=== Entrées répertoriées ===
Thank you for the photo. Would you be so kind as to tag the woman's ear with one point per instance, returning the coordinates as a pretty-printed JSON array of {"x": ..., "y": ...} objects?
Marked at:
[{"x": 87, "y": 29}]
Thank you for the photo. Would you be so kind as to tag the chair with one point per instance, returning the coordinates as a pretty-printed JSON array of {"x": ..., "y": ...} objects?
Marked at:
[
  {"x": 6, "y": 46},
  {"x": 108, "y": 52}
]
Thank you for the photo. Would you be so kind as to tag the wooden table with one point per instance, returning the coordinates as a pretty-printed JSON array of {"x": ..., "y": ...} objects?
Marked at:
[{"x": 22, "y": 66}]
===
#### [Consignes de l'exercice]
Réécrivez intégralement les lignes de tous les items ci-dessus, y compris le texte placé avant chaque réponse. Décalez de 124 chaque coordonnée figurant dans les réponses.

#### [Corrigé]
Thank you for the photo. Would you be so kind as to tag the woman's ear with one point per instance, returning the coordinates as a pretty-printed JSON array of {"x": ..., "y": ...} objects?
Marked at:
[{"x": 211, "y": 153}]
Thank you for the photo. Would you be so kind as to tag the chair with one point per instance, returning the coordinates as a pretty-printed JSON array of {"x": ..., "y": ...} objects?
Marked at:
[
  {"x": 130, "y": 170},
  {"x": 232, "y": 176}
]
Thank you for the photo. Would you be so kind as to tag the wooden table with one point per instance, returning the coordinates as a pretty-printed JSON array of {"x": ..., "y": ...} objects?
Marked at:
[{"x": 146, "y": 190}]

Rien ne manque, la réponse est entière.